START Supplied records
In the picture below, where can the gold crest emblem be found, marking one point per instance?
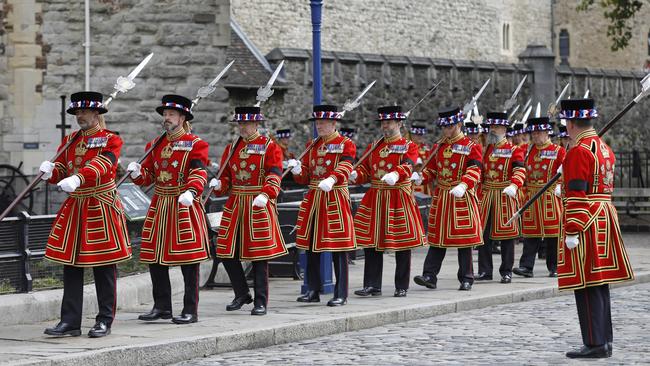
(81, 149)
(167, 152)
(164, 176)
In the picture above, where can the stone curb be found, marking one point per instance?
(160, 353)
(41, 306)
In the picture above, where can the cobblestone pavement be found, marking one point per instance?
(535, 332)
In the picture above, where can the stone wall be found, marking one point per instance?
(589, 44)
(404, 80)
(459, 29)
(46, 53)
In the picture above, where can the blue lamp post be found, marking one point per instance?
(326, 258)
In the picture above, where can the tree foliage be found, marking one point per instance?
(620, 14)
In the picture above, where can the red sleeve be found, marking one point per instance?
(364, 171)
(429, 171)
(303, 177)
(103, 163)
(273, 169)
(518, 167)
(147, 174)
(344, 167)
(226, 176)
(577, 175)
(473, 168)
(60, 168)
(197, 177)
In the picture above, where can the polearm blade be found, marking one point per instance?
(645, 91)
(210, 88)
(124, 84)
(513, 99)
(265, 92)
(433, 88)
(559, 97)
(513, 112)
(470, 105)
(351, 105)
(209, 191)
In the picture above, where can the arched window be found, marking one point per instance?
(564, 47)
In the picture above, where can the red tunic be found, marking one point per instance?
(542, 218)
(454, 222)
(424, 151)
(255, 168)
(503, 164)
(90, 228)
(325, 218)
(173, 234)
(388, 216)
(600, 257)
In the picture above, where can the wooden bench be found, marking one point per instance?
(632, 201)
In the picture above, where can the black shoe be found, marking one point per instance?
(238, 302)
(259, 310)
(590, 352)
(483, 277)
(368, 291)
(337, 301)
(63, 329)
(523, 271)
(310, 296)
(426, 281)
(185, 319)
(155, 314)
(100, 329)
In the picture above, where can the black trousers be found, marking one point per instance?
(532, 246)
(485, 253)
(162, 290)
(105, 286)
(340, 260)
(374, 265)
(237, 277)
(435, 256)
(595, 315)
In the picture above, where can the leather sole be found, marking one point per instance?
(71, 333)
(99, 335)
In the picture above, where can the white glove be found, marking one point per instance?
(459, 190)
(186, 198)
(326, 184)
(134, 168)
(353, 176)
(295, 166)
(69, 184)
(511, 191)
(260, 200)
(390, 178)
(416, 178)
(46, 168)
(571, 241)
(215, 184)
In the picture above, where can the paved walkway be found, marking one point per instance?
(136, 343)
(533, 333)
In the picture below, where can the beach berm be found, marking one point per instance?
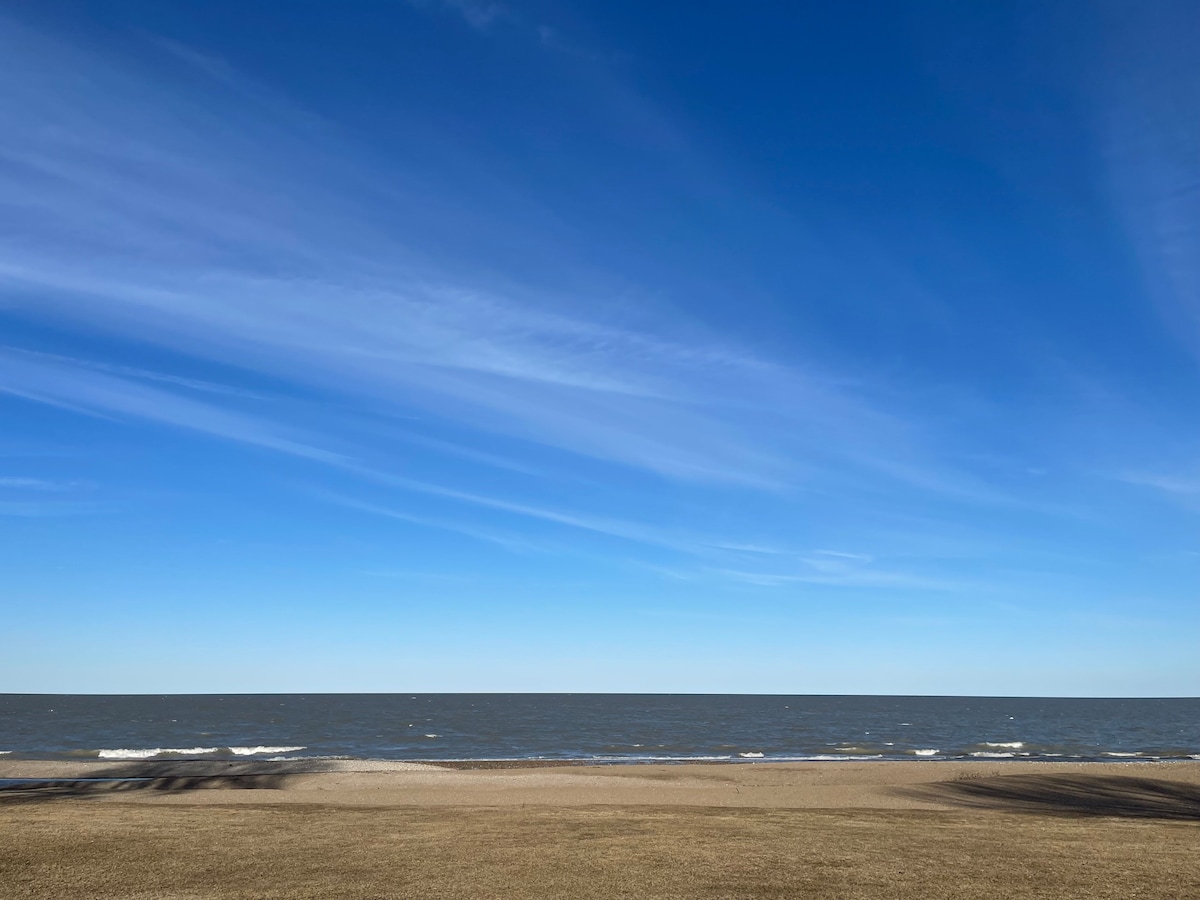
(365, 829)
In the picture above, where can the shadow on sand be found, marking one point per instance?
(173, 777)
(1071, 795)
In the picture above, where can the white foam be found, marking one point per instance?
(150, 753)
(256, 750)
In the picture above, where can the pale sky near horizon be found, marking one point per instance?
(456, 345)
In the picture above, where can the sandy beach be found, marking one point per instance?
(388, 829)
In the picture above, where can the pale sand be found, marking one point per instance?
(831, 829)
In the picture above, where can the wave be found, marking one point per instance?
(256, 750)
(155, 753)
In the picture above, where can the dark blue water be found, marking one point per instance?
(597, 726)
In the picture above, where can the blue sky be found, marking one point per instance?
(456, 345)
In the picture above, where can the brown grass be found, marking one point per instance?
(183, 851)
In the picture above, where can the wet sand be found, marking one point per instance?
(364, 829)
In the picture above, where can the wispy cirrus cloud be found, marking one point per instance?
(159, 250)
(47, 381)
(36, 484)
(477, 13)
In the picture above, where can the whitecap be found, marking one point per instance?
(256, 750)
(150, 753)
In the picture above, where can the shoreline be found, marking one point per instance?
(877, 784)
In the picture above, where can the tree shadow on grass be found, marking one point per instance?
(1071, 795)
(165, 777)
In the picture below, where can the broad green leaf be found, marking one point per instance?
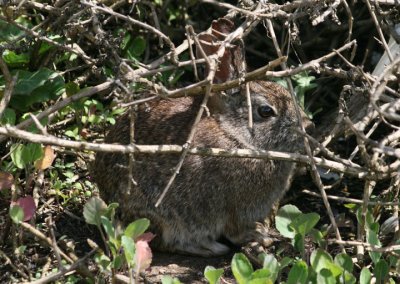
(241, 268)
(35, 87)
(129, 250)
(299, 242)
(284, 218)
(136, 48)
(325, 276)
(136, 228)
(381, 271)
(108, 227)
(372, 238)
(6, 180)
(32, 152)
(93, 210)
(320, 259)
(16, 214)
(303, 223)
(212, 274)
(344, 261)
(272, 265)
(8, 117)
(298, 273)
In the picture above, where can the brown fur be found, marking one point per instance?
(212, 197)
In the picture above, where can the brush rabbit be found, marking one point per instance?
(211, 197)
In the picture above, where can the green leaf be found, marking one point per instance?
(325, 276)
(284, 218)
(272, 265)
(212, 274)
(103, 261)
(117, 262)
(241, 268)
(136, 48)
(298, 274)
(372, 238)
(108, 227)
(14, 60)
(381, 271)
(32, 152)
(129, 250)
(286, 261)
(93, 210)
(320, 259)
(303, 223)
(16, 155)
(344, 261)
(8, 117)
(36, 87)
(299, 242)
(347, 278)
(16, 214)
(260, 281)
(262, 273)
(137, 228)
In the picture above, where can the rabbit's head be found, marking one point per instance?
(273, 110)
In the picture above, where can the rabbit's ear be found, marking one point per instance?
(232, 63)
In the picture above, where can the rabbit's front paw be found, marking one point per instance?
(209, 248)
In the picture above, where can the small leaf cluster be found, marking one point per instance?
(128, 248)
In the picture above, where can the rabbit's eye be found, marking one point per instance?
(265, 111)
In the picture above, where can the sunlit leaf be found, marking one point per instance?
(241, 268)
(6, 180)
(93, 210)
(47, 160)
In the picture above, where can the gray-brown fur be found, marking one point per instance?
(212, 197)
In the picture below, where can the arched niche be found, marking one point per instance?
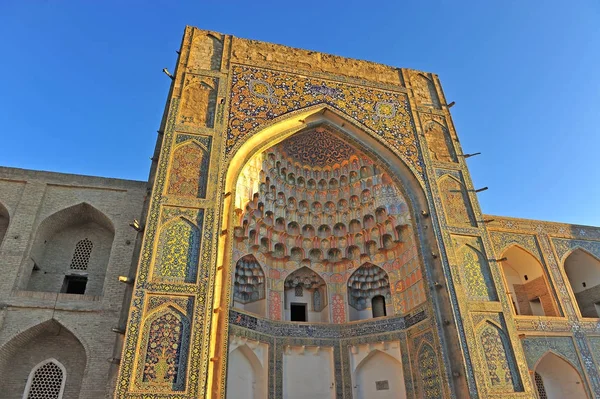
(583, 273)
(35, 347)
(46, 380)
(369, 293)
(249, 286)
(305, 296)
(253, 152)
(165, 349)
(557, 379)
(379, 376)
(527, 284)
(4, 222)
(246, 376)
(71, 251)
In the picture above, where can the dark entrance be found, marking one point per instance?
(378, 306)
(74, 285)
(298, 312)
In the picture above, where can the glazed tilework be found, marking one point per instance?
(178, 250)
(563, 247)
(222, 105)
(259, 96)
(189, 167)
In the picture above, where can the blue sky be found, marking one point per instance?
(83, 92)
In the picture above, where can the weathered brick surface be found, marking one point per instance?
(36, 321)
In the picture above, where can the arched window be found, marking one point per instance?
(583, 272)
(46, 381)
(378, 306)
(81, 256)
(369, 286)
(539, 386)
(528, 287)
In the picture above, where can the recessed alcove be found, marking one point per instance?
(316, 212)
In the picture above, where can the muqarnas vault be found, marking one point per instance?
(309, 230)
(314, 232)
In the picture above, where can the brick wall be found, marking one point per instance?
(536, 288)
(74, 329)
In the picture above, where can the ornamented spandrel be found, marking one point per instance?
(178, 251)
(424, 90)
(429, 372)
(497, 354)
(456, 202)
(475, 273)
(438, 139)
(165, 342)
(189, 169)
(260, 95)
(206, 51)
(198, 101)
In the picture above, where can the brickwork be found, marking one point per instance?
(36, 321)
(232, 100)
(531, 290)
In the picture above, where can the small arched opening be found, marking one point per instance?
(249, 286)
(35, 363)
(557, 379)
(583, 272)
(71, 251)
(527, 284)
(369, 293)
(306, 297)
(378, 306)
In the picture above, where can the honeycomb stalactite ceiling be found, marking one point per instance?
(316, 198)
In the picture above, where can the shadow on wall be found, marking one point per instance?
(71, 251)
(41, 360)
(583, 273)
(4, 221)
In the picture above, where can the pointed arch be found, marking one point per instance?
(456, 201)
(249, 286)
(379, 375)
(583, 274)
(246, 377)
(527, 283)
(46, 380)
(55, 246)
(28, 351)
(306, 288)
(502, 374)
(364, 284)
(4, 222)
(178, 251)
(558, 377)
(189, 168)
(429, 371)
(164, 345)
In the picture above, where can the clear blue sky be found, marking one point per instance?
(83, 92)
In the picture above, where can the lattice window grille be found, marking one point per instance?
(81, 256)
(539, 384)
(46, 381)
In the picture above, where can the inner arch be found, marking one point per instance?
(317, 200)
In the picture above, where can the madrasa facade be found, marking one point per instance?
(309, 230)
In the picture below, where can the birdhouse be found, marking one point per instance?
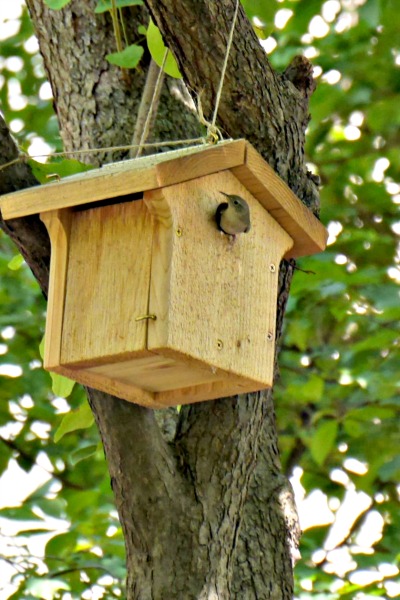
(148, 300)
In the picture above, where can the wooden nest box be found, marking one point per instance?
(148, 300)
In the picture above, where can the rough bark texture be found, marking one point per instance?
(204, 507)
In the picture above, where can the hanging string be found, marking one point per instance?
(154, 100)
(213, 133)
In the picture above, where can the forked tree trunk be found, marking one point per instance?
(205, 510)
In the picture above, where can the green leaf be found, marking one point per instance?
(323, 440)
(82, 418)
(46, 588)
(157, 51)
(61, 386)
(104, 5)
(127, 59)
(57, 4)
(48, 172)
(16, 262)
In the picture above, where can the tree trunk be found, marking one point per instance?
(205, 510)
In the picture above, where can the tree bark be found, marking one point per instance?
(205, 510)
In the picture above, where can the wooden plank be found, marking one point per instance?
(58, 224)
(155, 373)
(217, 158)
(263, 183)
(217, 303)
(207, 391)
(119, 179)
(107, 283)
(111, 386)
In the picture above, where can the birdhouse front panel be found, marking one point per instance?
(219, 303)
(148, 299)
(107, 283)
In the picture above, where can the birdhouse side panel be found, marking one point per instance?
(107, 284)
(222, 293)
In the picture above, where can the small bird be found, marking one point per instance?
(233, 216)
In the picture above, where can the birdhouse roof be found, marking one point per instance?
(157, 171)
END Supplied records
▶ _Your instructions_
There is a line above that contains "In the picture above, where can the wooden plank". Copy it and all later lines through the last, exactly, and leave out the rest.

▶ _Solution_
In the picture above, where can the wooden plank be found, marking one point per instance?
(58, 224)
(155, 373)
(217, 158)
(263, 183)
(217, 303)
(207, 391)
(119, 179)
(107, 283)
(111, 386)
In the picture above, where can the birdhouse front panel be found, marking one point per instance?
(219, 303)
(148, 299)
(107, 283)
In the picture above, where can the birdhouse side panel be found, marking one point per instance?
(107, 284)
(222, 293)
In the picture above, where can the small bird be found, marking one point per instance?
(233, 216)
In the picture above, where can the birdhouse roof be found, marking one point per instance?
(157, 171)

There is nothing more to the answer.